When I had an assessment centre day, some of the previously successful grads were telling us about the horror stories he had heard with the job application process.

One of them was his mate in recruiting for another graduate scheme mentioning how he just couldn’t keep the amount of workload and complained to his boss. The boss picked up half of the unread CVs and threw them straight in the bin without even a glance, “how’s that now?” the manager responded. Obviously this story should be taken anecdotally and not literally but the story does hold weight to it. I also know of volunteering organisations that have put in unofficial hiring freezes due to the mass amount of people trying to boost their experience.

Public Sector is trying reduce headcount across all organisations from local government, to NHS trusts and to the Civil Service. There are literally newly qualified doctors that have spent 10 years in training being turned down after the taxpayer has spent six figures per graduate on their job training. Trusts won’t even accept them on as Healthcare Assistant roles at a fraction of the pay because the scope of practice presents “clinical issues”.

During my final year of University, I feel like I saw acquaintances that I once got on well with turn hostile towards me because I became perceived as a threat. The competition for jobs is putting pressure on people to view the job application game as zero-sum “I win, you lose”. I also knew of pressure on people from family to perform straight out of university. Thankfully I never had the pressure of that from my family, and I was comforted when one of my lecturers in final year said “It’s competitive, even I had to stack shelves in Asda after my undergraduate degree”.

Spiral careers are becoming the norm now, and honestly it takes away a lot of the pressure of “This is what I want to do” career-wise for of my life. I’ve essentially managed to have one mini-career already alongside my studies within higher education. Something I’d always wanted to do as a child, just like with many other careers, and I’m so glad I was able to tick that box without the pressure of that being the end destination. It made me realise what I value, and how much potential I have. A lot of my peers were never stupid enough to make the risks I did, but I really did make lemonade out of lemons with that career stint.

» Information shown
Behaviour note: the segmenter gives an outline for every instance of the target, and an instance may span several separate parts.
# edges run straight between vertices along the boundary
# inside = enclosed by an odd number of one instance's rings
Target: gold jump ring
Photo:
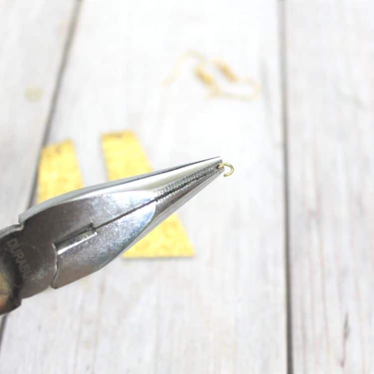
[[[227,163],[222,163],[218,165],[217,165],[217,168],[224,168],[227,166],[227,168],[229,168],[230,170],[228,173],[225,173],[223,174],[223,177],[229,177],[234,172],[234,167],[231,165],[231,164],[227,164]]]

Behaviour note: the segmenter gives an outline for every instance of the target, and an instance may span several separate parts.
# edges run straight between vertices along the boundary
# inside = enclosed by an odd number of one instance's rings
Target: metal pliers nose
[[[0,230],[0,314],[99,270],[223,173],[215,158],[65,193]]]

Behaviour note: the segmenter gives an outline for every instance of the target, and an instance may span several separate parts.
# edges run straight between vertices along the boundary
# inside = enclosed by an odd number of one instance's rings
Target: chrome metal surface
[[[222,173],[219,158],[74,191],[0,231],[0,314],[96,271]]]

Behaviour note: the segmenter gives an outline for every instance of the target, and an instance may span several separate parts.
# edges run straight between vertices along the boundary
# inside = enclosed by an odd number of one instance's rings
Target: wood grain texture
[[[294,372],[374,372],[374,4],[286,3]]]
[[[106,178],[100,134],[125,129],[155,169],[221,155],[236,172],[180,210],[195,258],[118,259],[24,300],[8,317],[3,372],[286,372],[277,9],[270,0],[82,3],[48,140],[72,139],[86,184]],[[208,100],[188,63],[163,87],[189,49],[260,80],[261,98]]]
[[[29,203],[73,4],[0,1],[0,227]]]

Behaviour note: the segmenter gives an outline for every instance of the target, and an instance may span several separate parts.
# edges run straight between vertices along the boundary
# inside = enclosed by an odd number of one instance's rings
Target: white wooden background
[[[261,96],[208,100],[188,64],[163,86],[190,49]],[[236,167],[180,211],[195,258],[24,300],[0,373],[374,373],[374,66],[368,0],[0,0],[0,226],[68,138],[87,185],[100,135],[126,129],[156,168]]]

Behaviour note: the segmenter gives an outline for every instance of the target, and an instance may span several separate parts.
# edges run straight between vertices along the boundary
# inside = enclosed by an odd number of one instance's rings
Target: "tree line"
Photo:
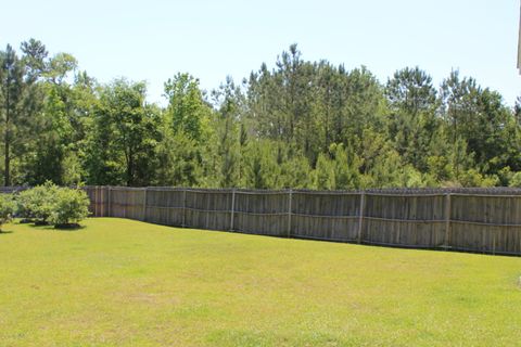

» Description of the task
In the piece about graduate job hunting, what job did the lecturer say they had to take after their undergraduate degree? The entries come from a different source than the text.

» Response to this task
Stacking shelves in Asda.